◆ TAREAS POR HACER ◆
A. Responde estas preguntas sobre el fragmento acerca de la muerte de Carlos Fuentes:
(i) ¿Desde qué sentimiento fue deplorada su muerte?
(ii) ¿Durante cuánto tiempo, según el texto, lleva Fuentes siendo el escritor más importante del país?
(iii) ¿Ante el avance de qué modelo se menciona el pensamiento crítico del que fue testigo y actor?
B. Escribe, por favor, la continuación del fragmento sobre la muerte de Carlos Fuentes a partir de su última oración.

◆ FRAGMENTO SELECCIONADO ◆
En una cultura como la mexicana, impensable sin su necesidad de
figuras patriarcales a las que se confiere potestad absoluta sobre la
inteligencia de la historia que presencian, descifran y protagonizan, es
comprensible que la muerte de Carlos Fuentes haya sido deplorada desde
un sentimiento de orfandad. Claro: también debe tomarse en cuenta lo
inesperado del deceso, acaecido cuando el escritor recién había dado
pruebas de hallarse tan activo como lo había estado siempre, trabajando y
concitando la atención inmediata sobre su trabajo y sus proyectos
literarios, pero además sobre sus pareceres como el intelectual presto a
opinar acerca de la actualidad sociopolítica: acaso por lo súbito de la
noticia, pero sobre todo por la notoriedad insuperable del personaje,
daba la impresión de que era imposible: Fuentes, qué duda cabe, lleva
décadas siendo el escritor más importante de este país… en los términos
en que esa importancia está hecha de visibilidad, de omnipresencia
mediática como figurante principal en la discusión pública y del
carácter de emblema viviente que su tiempo le confirió como testigo (y
actor), del México postrevolucionario y del Boom de la literatura
latinoamericana y del pensamiento crítico ante el avance del modelo
neoliberal.

◆ DATOS DE ORIGEN ◆
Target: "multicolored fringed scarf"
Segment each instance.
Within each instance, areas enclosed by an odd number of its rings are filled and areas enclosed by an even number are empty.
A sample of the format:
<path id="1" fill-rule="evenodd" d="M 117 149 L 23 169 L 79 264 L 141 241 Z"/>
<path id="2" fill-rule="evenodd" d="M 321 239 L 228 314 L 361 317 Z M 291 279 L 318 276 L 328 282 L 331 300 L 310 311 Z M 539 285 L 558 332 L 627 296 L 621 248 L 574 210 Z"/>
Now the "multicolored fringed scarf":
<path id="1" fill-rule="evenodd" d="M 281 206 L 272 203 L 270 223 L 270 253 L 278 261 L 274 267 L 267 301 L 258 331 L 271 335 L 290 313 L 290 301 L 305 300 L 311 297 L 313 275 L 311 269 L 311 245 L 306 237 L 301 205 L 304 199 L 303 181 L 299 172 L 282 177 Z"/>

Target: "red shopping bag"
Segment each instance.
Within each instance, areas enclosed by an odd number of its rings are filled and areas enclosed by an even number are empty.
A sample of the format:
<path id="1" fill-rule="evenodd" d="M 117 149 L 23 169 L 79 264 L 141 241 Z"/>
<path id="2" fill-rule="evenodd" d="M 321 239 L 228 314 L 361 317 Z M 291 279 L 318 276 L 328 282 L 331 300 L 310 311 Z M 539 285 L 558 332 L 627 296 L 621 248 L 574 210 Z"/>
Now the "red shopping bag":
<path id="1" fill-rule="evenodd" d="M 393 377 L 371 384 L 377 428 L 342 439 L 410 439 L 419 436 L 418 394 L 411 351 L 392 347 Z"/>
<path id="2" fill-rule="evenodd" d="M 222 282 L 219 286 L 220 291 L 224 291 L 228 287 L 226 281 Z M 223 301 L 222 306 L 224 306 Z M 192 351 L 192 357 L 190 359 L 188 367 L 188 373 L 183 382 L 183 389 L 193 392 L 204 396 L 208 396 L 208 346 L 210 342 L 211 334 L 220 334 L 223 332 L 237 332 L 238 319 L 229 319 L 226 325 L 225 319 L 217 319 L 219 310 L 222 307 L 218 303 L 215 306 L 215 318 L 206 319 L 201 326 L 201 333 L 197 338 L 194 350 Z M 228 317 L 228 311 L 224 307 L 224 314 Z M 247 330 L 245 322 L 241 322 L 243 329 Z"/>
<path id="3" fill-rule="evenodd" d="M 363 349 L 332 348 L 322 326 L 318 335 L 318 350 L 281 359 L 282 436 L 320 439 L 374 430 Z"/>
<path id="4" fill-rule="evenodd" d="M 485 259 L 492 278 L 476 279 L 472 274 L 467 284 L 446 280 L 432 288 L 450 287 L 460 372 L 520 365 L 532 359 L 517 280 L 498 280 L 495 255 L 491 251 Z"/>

◆ RESPUESTAS ESCRITAS ◆
A.
(i) Desde un sentimiento de orfandad.
(ii) Décadas.
(iii) El modelo neoliberal.

B.
Así, fueron inevitables las desmesuras que
resumen los encabezados de la prensa internacional —la presunta
consternación de rigor, expresada de inmediato desde los niveles más
altos del poder, y sus resonancias, que fueron del auténtico pesar de
los auténticos lectores a los rebuznos con que candidatos y políticos
oportunistas e ignorantes se sumaron al duelo. Y dio la impresión de que
su ausencia podrá tener más peso que el que suman su obra, su
intervención en los diversos presentes que atravesó y su influencia en
quienes vienen detrás de él. El tránsito de Fuentes lo resume muy bien,
me parece, el epígrafe de Guillén de Castro que instaló al frente de una
de las piezas de Constancia y otras novelas para vírgenes: «Muera yo, pero viva mi fama».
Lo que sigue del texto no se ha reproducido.